- **PROVIDED TEXT**
↓↓↓

The GC line went through a number of changes of locos. I believe both Met and GW/GC lines were used for GC expresses.

From opening the loads were light so there was a short era of Politt 4-2-2's and 4-4-0s until the GC Atlantics came on the scene. They were numerically the mainstay of GC services until WW2 but first the Director and improved Directors usurped them on the best turns and then the Lord Farindons appeared post WW1 and were rapidly puroined by the East Coast line in LNER days. The LNER only had about 8 modern express locos to begin, 5 NER A2 pacifics and 3 GNR A1 pacifics and barely 20 by 1924. The 6 Faringdons were the next best modern locos the LNER had.   They came back to the GC around 1927 with more A1 pacifics in service and the rebuilt Gresley / Ivatt Atlantics with new piston valve cylinders and almost certainly brand new large superheater fitted boilers which out performed the Faringdons on the level if not up hill.

↑↑↑

- **TASK REQUIREMENTS**
Copy the part of the passage about GC line locomotives that opens with the words containing "From opening the" and closes with "not up hill.", renaming "LNER" to "London and North Eastern Railway" throughout.

Dataset excerpts on object pointing
↓↓↓

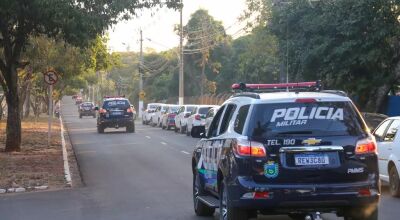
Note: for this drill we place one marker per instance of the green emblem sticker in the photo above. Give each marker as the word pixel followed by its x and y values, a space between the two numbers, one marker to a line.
pixel 271 170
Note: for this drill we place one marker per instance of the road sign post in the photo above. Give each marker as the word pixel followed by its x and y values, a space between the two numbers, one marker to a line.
pixel 51 78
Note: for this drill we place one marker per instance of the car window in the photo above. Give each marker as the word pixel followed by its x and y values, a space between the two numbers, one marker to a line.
pixel 380 131
pixel 230 109
pixel 210 113
pixel 241 119
pixel 305 119
pixel 392 131
pixel 212 131
pixel 116 104
pixel 203 110
pixel 190 108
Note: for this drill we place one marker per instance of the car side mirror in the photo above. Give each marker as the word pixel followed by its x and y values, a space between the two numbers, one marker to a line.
pixel 203 135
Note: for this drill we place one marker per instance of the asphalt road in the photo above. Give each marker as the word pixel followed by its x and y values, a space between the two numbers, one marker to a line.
pixel 140 176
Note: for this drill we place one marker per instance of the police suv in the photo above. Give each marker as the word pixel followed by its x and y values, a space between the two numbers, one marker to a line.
pixel 286 149
pixel 115 112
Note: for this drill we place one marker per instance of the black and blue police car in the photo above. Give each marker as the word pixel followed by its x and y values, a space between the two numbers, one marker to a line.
pixel 115 112
pixel 290 149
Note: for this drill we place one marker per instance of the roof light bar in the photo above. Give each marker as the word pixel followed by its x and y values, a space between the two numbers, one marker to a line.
pixel 315 86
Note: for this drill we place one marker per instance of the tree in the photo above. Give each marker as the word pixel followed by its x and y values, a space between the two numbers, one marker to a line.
pixel 75 21
pixel 203 34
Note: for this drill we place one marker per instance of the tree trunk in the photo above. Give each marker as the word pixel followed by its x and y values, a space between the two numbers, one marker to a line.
pixel 27 100
pixel 13 129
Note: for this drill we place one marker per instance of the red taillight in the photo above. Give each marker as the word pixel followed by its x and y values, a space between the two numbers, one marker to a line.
pixel 366 146
pixel 261 195
pixel 247 148
pixel 306 100
pixel 364 192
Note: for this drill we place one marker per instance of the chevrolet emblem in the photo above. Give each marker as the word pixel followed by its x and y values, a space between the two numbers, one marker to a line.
pixel 311 141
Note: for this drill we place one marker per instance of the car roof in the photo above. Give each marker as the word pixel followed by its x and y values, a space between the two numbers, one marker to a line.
pixel 282 97
pixel 393 117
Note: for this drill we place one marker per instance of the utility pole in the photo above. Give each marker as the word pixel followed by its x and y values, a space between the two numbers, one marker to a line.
pixel 141 74
pixel 181 74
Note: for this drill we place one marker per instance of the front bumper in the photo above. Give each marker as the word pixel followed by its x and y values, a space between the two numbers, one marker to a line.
pixel 115 122
pixel 87 113
pixel 308 197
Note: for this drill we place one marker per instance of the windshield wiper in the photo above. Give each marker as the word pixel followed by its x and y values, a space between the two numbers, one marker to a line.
pixel 295 132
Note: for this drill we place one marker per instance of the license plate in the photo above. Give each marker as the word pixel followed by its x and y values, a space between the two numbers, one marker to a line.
pixel 116 113
pixel 311 159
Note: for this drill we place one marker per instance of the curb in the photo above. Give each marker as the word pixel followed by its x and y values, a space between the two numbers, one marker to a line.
pixel 67 172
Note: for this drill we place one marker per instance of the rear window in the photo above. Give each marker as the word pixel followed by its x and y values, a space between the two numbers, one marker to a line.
pixel 203 111
pixel 87 105
pixel 174 109
pixel 152 107
pixel 305 119
pixel 120 104
pixel 190 108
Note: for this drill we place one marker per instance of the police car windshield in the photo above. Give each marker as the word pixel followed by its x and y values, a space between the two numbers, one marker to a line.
pixel 116 104
pixel 204 110
pixel 304 119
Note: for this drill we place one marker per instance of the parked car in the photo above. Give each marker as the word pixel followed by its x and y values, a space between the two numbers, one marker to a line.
pixel 295 152
pixel 78 100
pixel 149 113
pixel 388 141
pixel 115 113
pixel 181 117
pixel 168 119
pixel 210 116
pixel 197 120
pixel 87 109
pixel 158 113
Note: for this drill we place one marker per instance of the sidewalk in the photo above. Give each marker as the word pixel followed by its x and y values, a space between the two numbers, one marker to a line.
pixel 37 166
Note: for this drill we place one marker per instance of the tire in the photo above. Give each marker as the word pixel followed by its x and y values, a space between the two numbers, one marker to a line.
pixel 362 213
pixel 297 216
pixel 100 129
pixel 394 182
pixel 130 128
pixel 200 208
pixel 187 131
pixel 227 212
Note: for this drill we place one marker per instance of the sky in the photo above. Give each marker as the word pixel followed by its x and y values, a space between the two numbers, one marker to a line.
pixel 158 25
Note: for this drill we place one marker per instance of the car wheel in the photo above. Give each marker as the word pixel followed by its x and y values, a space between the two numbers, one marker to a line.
pixel 188 132
pixel 365 213
pixel 227 212
pixel 394 182
pixel 200 208
pixel 100 129
pixel 297 216
pixel 130 128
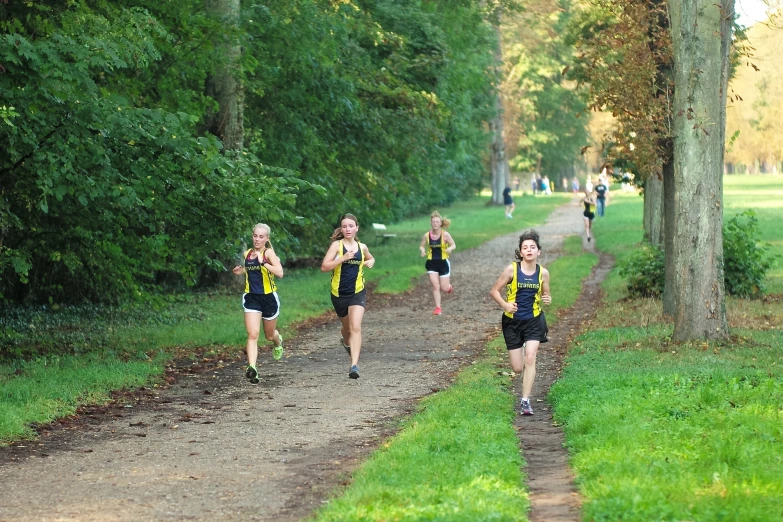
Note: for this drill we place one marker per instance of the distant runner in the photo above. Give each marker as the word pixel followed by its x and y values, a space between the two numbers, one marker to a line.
pixel 260 265
pixel 346 258
pixel 436 245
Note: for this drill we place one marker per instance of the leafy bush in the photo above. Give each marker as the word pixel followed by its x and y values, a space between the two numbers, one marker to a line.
pixel 746 260
pixel 644 271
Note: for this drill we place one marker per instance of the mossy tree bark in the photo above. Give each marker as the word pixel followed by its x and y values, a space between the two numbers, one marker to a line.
pixel 701 33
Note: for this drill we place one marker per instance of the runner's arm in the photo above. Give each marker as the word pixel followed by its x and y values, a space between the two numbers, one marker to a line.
pixel 423 244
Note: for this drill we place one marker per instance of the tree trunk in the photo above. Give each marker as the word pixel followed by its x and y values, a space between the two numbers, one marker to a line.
pixel 498 161
pixel 669 295
pixel 701 34
pixel 223 84
pixel 653 210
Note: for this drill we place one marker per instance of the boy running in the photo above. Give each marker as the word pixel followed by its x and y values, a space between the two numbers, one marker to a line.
pixel 524 325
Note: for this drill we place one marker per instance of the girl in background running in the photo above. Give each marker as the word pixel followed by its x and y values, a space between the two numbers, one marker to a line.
pixel 346 258
pixel 260 266
pixel 436 245
pixel 589 202
pixel 524 326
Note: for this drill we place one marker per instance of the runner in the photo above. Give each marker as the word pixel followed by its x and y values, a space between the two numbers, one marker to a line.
pixel 523 322
pixel 439 244
pixel 346 258
pixel 260 300
pixel 508 201
pixel 589 213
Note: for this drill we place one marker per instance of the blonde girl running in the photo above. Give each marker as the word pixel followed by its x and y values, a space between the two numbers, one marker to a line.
pixel 346 259
pixel 260 266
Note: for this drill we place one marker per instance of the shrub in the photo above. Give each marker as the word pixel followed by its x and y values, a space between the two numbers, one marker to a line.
pixel 644 271
pixel 746 260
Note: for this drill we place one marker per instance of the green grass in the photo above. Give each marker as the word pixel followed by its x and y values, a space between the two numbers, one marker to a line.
pixel 662 431
pixel 103 349
pixel 458 457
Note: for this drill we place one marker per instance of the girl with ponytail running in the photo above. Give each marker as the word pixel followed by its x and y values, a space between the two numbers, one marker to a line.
pixel 346 259
pixel 260 265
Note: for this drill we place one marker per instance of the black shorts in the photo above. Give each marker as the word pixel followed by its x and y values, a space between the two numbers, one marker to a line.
pixel 442 267
pixel 268 305
pixel 341 304
pixel 516 332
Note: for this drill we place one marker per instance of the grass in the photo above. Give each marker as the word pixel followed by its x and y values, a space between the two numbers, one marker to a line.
pixel 458 458
pixel 78 355
pixel 662 431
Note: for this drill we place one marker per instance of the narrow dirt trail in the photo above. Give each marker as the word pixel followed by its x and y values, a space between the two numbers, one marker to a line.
pixel 214 447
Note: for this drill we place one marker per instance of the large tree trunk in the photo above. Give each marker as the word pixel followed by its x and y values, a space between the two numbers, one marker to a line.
pixel 653 210
pixel 223 84
pixel 669 295
pixel 498 160
pixel 701 35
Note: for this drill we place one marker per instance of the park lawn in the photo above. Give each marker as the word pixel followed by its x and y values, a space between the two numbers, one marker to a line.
pixel 662 431
pixel 82 354
pixel 457 458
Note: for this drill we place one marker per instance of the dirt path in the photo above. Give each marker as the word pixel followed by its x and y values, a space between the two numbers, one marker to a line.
pixel 213 447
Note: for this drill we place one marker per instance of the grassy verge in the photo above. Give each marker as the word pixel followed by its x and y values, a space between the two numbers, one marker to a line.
pixel 73 356
pixel 458 457
pixel 660 431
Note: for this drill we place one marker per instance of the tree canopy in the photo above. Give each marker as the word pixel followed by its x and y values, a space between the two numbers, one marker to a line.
pixel 113 186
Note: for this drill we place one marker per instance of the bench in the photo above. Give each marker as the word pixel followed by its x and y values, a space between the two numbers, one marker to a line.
pixel 380 233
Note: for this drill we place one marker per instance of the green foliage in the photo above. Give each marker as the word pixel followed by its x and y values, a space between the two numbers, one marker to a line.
pixel 644 271
pixel 746 260
pixel 662 432
pixel 111 188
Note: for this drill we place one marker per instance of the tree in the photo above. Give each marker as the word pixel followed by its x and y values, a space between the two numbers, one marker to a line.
pixel 701 36
pixel 225 82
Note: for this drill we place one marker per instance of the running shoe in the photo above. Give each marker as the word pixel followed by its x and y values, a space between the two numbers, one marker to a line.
pixel 277 351
pixel 252 374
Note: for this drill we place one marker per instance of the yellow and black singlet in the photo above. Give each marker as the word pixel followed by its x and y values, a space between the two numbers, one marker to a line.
pixel 258 279
pixel 348 276
pixel 525 290
pixel 437 247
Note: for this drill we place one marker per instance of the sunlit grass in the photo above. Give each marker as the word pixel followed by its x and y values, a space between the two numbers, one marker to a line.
pixel 662 431
pixel 458 458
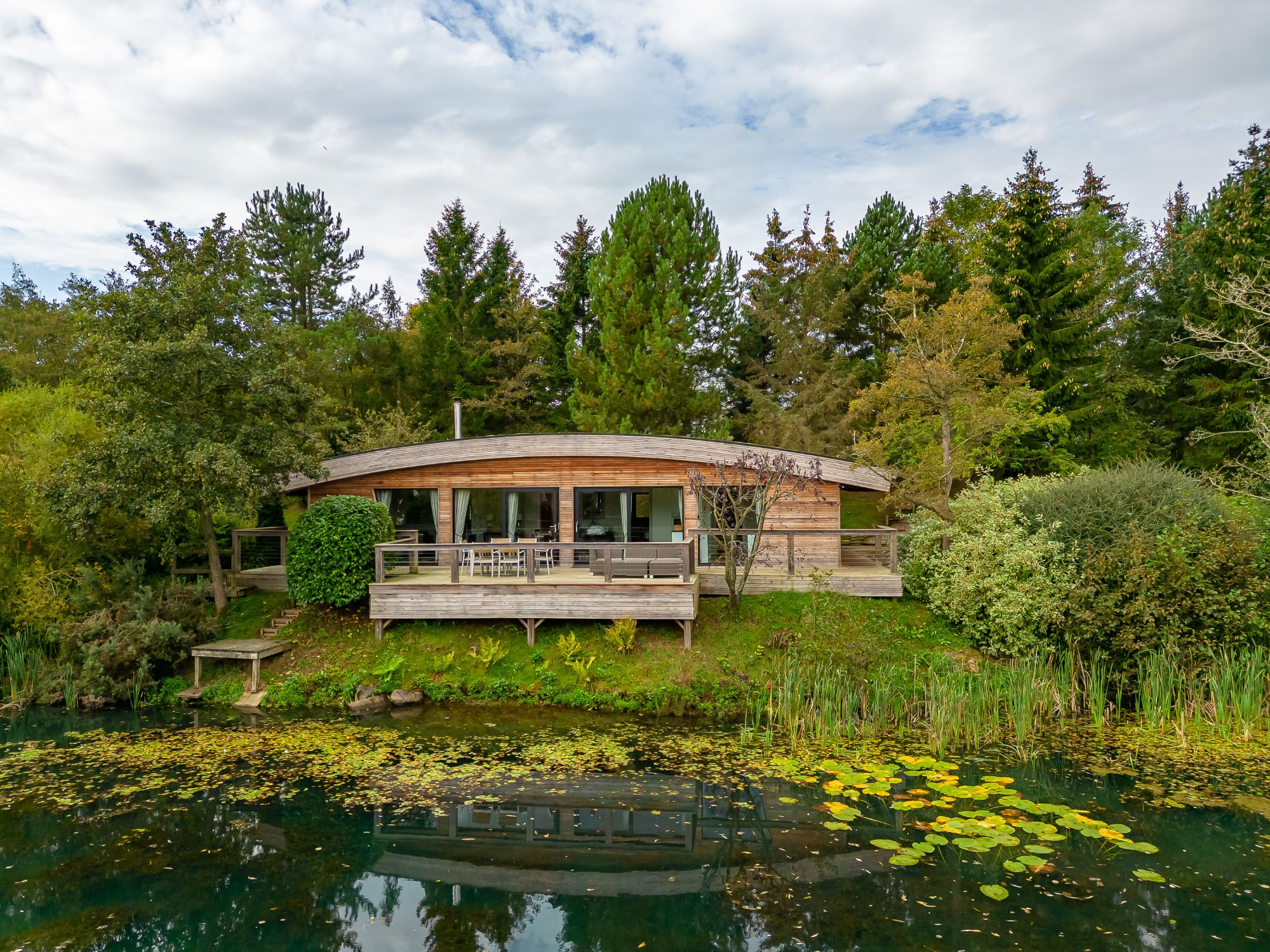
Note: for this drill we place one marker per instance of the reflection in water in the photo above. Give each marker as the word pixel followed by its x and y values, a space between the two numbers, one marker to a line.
pixel 595 864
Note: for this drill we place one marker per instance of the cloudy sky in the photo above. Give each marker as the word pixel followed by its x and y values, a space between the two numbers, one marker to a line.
pixel 115 112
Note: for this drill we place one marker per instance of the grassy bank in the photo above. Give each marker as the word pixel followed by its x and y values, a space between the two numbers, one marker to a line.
pixel 336 652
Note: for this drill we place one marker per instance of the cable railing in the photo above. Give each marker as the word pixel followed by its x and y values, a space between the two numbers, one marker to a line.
pixel 538 562
pixel 877 548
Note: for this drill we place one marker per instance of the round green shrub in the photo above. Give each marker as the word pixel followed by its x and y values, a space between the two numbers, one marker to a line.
pixel 331 555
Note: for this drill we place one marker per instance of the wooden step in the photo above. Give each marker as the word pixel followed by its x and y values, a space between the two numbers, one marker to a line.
pixel 251 699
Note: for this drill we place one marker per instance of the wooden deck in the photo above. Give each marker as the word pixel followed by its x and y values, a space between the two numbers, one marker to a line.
pixel 566 593
pixel 253 651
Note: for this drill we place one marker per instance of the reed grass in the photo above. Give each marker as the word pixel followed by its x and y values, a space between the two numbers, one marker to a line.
pixel 957 708
pixel 22 658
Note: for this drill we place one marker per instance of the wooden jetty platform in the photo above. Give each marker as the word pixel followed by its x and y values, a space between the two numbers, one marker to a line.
pixel 253 651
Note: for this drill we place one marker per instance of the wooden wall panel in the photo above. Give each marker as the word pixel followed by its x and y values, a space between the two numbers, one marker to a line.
pixel 807 511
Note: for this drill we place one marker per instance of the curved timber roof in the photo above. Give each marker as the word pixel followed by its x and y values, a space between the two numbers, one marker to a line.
pixel 566 445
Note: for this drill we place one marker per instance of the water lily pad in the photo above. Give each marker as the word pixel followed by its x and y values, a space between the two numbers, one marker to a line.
pixel 995 892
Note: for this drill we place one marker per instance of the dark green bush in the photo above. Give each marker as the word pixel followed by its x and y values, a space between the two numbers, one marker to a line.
pixel 331 554
pixel 1187 590
pixel 1095 507
pixel 135 639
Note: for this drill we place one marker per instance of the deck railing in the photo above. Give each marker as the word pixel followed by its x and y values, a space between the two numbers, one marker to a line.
pixel 609 559
pixel 878 546
pixel 260 552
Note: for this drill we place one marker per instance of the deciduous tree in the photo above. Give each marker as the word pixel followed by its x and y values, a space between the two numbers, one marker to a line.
pixel 203 404
pixel 665 293
pixel 299 257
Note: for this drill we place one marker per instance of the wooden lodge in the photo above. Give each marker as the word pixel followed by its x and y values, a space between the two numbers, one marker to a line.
pixel 580 526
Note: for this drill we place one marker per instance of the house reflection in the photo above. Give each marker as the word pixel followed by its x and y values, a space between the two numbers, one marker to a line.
pixel 605 835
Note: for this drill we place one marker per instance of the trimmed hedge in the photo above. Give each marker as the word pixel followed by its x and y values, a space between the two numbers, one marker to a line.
pixel 331 555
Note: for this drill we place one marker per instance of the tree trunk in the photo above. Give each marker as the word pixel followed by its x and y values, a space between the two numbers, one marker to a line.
pixel 947 444
pixel 730 574
pixel 214 560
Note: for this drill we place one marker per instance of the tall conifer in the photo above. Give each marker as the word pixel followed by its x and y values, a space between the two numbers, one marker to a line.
pixel 1029 258
pixel 298 253
pixel 665 294
pixel 570 322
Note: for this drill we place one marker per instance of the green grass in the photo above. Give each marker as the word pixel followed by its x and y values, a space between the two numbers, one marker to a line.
pixel 336 651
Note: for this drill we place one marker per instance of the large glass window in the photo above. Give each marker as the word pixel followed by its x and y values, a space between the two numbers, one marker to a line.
pixel 520 515
pixel 713 512
pixel 412 510
pixel 653 515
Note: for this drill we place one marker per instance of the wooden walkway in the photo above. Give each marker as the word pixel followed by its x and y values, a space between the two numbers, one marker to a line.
pixel 566 593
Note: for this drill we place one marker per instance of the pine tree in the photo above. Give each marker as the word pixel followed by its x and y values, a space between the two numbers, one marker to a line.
pixel 1029 258
pixel 665 294
pixel 768 289
pixel 453 329
pixel 393 308
pixel 570 322
pixel 1108 258
pixel 1227 239
pixel 961 224
pixel 298 253
pixel 1093 196
pixel 883 242
pixel 1151 341
pixel 801 295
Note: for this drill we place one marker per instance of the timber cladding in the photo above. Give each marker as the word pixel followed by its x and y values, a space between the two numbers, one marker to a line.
pixel 702 453
pixel 810 510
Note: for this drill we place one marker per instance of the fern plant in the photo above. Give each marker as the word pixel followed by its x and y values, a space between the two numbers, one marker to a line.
pixel 490 652
pixel 582 668
pixel 568 647
pixel 622 635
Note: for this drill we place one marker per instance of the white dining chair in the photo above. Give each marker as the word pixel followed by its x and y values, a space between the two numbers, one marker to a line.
pixel 485 558
pixel 544 558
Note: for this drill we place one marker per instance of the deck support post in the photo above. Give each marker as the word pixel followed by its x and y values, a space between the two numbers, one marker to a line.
pixel 531 629
pixel 686 624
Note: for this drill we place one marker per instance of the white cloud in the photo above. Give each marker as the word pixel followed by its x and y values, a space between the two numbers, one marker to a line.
pixel 535 112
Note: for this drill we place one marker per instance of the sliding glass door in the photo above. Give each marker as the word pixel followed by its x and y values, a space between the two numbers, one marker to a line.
pixel 485 515
pixel 637 515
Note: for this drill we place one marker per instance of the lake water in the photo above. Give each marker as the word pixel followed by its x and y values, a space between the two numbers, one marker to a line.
pixel 614 837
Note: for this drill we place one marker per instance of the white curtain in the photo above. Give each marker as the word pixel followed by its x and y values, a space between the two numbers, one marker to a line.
pixel 759 521
pixel 463 497
pixel 514 515
pixel 705 520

↑↑↑

- **RESULT BELOW**
From opening the loads were light so there was a short era of Politt 4-2-2's and 4-4-0s until the GC Atlantics came on the scene. They were numerically the mainstay of GC services until WW2 but first the Director and improved Directors usurped them on the best turns and then the Lord Farindons appeared post WW1 and were rapidly puroined by the East Coast line in London and North Eastern Railway days. The London and North Eastern Railway only had about 8 modern express locos to begin, 5 NER A2 pacifics and 3 GNR A1 pacifics and barely 20 by 1924. The 6 Faringdons were the next best modern locos the London and North Eastern Railway had.   They came back to the GC around 1927 with more A1 pacifics in service and the rebuilt Gresley / Ivatt Atlantics with new piston valve cylinders and almost certainly brand new large superheater fitted boilers which out performed the Faringdons on the level if not up hill.